Given data Start Marker
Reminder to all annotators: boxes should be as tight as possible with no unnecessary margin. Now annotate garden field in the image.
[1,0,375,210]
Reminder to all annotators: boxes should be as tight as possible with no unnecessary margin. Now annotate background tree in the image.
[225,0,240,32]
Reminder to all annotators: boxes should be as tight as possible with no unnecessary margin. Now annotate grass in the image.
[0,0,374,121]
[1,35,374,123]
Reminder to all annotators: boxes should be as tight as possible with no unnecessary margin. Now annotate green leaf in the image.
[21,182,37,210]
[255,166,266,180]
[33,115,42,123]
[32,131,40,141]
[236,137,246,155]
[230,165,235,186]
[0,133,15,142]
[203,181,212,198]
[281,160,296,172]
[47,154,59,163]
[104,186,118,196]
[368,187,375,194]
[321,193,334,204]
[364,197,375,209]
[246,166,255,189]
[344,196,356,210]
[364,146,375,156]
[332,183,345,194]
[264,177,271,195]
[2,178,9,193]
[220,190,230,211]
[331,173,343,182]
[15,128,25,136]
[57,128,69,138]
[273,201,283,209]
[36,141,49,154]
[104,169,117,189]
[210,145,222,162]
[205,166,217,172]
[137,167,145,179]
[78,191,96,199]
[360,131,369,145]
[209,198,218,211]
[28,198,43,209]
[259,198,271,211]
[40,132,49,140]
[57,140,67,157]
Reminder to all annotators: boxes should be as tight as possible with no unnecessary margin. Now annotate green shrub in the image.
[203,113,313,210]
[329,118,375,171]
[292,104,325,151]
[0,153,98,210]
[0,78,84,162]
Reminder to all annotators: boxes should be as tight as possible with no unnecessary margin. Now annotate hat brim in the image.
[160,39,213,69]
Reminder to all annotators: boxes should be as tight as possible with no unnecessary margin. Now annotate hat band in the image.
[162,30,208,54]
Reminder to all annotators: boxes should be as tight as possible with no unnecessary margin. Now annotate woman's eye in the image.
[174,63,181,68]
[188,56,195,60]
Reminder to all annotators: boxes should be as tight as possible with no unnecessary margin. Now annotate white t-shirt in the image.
Given data End Marker
Exercise:
All of the records go in your answer, copied exactly.

Exercise response:
Reminder to all annotators: boxes should be as tight as possible with no unnecessary margin. Now annotate garden field in the image.
[1,0,375,210]
Reminder to all annotators: boxes should be as tight as possible with no unnecessary margin. Now annotate background tree in the image.
[225,0,240,32]
Reminder to all annotators: boxes should be as tight as possible with no unnecessary margin. Now annotate grass in the image.
[0,0,374,121]
[1,35,374,123]
Reminder to all annotators: boxes should be as tight as possible with no unnecessary margin. Now annotate green leaf in the image.
[21,182,37,210]
[255,166,266,180]
[33,115,42,123]
[32,131,40,141]
[236,137,246,155]
[230,165,235,186]
[0,133,15,142]
[203,181,212,198]
[281,160,296,172]
[47,154,59,163]
[104,186,118,196]
[368,187,375,194]
[321,193,334,204]
[364,197,375,209]
[246,166,255,189]
[344,196,356,210]
[364,146,375,156]
[332,183,345,194]
[264,177,271,195]
[2,178,9,193]
[220,190,230,211]
[331,173,343,182]
[15,128,25,136]
[57,128,69,138]
[273,201,283,209]
[36,141,49,154]
[104,169,117,189]
[210,145,222,162]
[205,166,217,172]
[137,167,145,179]
[78,191,96,199]
[360,131,369,145]
[209,198,218,211]
[28,198,43,209]
[259,198,271,211]
[40,132,49,140]
[57,140,67,157]
Reminder to all annotators: boxes should be as tight as possible with no unnecessary margin. Now annotate green shrub in the image.
[203,113,313,210]
[329,118,375,171]
[292,104,325,151]
[0,153,98,210]
[0,78,84,162]
Reminder to all annotators: boxes should be as tight as possible with no unnecessary margin. Now annotate hat brim in the image.
[160,39,213,69]
Reminder to all annotators: boxes should be as tight as possible with no unnecessary margin. Now annotate hat band in the image.
[162,30,208,54]
Reminder to all annotators: boxes should be as tight as possible with no unnecessary margin. Now annotate woman's eye in the image.
[174,63,181,68]
[188,56,195,60]
Reminder to all annotators: boxes should be as tight as possible with no unnecessary margin. Now annotate white t-shirt in the image.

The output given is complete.